Stated goal: Please gather every line of the data below that contains the word "blurred". Copy each such line in full.

[Saved entries]
• • • •

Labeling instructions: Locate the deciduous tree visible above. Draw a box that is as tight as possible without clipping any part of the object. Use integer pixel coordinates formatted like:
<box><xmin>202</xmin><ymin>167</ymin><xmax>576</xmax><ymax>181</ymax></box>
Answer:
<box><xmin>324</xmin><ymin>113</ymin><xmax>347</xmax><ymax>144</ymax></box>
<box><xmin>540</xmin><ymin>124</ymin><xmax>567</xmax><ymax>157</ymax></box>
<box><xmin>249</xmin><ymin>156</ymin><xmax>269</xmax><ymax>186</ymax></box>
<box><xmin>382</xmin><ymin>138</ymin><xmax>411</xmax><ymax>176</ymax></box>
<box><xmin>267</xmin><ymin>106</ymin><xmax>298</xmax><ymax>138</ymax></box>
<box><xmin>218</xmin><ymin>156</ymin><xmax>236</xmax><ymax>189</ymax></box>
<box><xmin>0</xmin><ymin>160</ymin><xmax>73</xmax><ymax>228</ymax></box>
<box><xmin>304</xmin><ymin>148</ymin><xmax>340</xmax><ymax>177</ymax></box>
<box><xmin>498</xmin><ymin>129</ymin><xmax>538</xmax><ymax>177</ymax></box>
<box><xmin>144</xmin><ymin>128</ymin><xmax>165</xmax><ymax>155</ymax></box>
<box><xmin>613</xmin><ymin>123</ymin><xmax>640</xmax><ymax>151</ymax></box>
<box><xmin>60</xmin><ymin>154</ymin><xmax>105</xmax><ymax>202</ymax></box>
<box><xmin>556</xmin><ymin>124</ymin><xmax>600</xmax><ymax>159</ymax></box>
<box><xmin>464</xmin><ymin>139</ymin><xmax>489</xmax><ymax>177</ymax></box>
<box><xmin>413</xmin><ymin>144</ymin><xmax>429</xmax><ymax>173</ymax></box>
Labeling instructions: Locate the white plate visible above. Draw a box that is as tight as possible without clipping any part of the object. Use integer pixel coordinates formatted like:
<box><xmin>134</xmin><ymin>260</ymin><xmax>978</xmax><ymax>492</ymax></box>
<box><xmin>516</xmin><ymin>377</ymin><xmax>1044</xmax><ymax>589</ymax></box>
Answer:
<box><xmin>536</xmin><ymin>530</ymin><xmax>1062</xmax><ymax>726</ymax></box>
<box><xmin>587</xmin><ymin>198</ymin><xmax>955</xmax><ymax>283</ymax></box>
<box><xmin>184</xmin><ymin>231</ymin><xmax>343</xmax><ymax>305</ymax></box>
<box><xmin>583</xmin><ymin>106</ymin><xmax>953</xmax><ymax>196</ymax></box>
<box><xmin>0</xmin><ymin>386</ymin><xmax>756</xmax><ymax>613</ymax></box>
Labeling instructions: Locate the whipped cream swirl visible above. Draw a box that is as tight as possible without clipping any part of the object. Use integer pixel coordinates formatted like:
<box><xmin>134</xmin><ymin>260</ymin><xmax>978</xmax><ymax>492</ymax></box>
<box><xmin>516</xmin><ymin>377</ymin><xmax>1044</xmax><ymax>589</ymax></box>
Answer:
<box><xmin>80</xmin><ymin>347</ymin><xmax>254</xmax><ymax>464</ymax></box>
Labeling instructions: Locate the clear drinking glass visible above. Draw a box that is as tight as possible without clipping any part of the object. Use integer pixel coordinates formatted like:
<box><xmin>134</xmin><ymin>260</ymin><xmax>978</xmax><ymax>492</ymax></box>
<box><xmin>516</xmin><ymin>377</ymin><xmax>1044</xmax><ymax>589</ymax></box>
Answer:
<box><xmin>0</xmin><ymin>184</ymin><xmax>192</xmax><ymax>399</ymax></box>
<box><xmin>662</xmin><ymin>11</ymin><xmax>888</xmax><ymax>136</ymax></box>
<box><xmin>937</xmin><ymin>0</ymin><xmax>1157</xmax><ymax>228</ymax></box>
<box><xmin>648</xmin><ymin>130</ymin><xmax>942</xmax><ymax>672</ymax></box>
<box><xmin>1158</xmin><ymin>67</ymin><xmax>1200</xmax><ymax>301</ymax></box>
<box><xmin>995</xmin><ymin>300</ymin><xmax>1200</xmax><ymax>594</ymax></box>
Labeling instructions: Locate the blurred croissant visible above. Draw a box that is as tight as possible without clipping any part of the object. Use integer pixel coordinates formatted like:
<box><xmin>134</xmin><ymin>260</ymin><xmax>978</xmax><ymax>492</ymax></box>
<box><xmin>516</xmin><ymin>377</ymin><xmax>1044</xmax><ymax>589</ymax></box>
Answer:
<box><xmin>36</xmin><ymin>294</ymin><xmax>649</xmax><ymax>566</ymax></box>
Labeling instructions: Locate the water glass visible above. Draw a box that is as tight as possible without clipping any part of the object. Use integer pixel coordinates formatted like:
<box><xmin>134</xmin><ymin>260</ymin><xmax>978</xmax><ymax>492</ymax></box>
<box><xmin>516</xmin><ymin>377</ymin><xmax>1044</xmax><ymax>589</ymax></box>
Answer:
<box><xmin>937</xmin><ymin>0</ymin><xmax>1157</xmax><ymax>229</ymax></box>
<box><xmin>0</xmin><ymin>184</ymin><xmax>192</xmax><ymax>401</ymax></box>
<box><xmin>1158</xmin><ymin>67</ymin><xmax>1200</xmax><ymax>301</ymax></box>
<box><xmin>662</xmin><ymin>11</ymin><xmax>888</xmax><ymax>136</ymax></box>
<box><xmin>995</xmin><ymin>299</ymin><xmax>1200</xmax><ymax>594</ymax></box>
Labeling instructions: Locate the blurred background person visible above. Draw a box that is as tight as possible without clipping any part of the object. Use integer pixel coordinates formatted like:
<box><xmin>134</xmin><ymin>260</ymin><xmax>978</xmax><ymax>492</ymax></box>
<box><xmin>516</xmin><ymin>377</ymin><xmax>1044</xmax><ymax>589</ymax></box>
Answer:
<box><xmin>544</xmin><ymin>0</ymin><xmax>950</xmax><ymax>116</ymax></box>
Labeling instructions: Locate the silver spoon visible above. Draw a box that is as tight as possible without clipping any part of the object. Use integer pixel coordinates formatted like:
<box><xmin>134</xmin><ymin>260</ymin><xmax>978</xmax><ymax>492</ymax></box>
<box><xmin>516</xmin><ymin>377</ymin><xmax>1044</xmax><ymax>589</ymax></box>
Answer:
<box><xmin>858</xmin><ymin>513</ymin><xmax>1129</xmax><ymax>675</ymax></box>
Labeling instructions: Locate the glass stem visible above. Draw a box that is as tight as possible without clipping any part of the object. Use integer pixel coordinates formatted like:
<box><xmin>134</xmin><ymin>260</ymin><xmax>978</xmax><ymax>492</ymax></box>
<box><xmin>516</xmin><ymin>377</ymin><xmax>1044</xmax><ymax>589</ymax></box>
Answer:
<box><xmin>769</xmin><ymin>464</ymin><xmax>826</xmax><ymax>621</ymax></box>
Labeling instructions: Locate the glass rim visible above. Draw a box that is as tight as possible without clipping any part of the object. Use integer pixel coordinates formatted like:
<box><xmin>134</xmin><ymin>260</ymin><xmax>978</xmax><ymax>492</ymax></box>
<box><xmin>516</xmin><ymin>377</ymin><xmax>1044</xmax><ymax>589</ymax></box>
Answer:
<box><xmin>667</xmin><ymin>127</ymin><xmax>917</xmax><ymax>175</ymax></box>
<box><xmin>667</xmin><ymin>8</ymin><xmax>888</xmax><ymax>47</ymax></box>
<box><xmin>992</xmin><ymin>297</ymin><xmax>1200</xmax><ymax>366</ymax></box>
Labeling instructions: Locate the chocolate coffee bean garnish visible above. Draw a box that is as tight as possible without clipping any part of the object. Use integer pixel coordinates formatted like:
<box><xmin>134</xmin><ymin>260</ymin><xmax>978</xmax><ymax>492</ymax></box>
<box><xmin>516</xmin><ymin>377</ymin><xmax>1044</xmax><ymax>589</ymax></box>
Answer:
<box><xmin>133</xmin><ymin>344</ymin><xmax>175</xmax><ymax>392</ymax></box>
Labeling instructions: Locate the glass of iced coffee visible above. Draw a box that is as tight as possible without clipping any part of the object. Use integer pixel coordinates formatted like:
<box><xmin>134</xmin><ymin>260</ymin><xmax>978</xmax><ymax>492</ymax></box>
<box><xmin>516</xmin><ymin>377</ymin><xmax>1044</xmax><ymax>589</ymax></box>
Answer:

• • • •

Written solution:
Labeling instructions: Locate the blurred croissant visible above. Draw a box that is as tight as possible without clipping any part of the object. Use integer pixel coordinates formatted like:
Labeling instructions: Locate the blurred background person visible above. Draw a box that is as tight as possible without clipping any part of the object. Use integer pixel coordinates formatted like:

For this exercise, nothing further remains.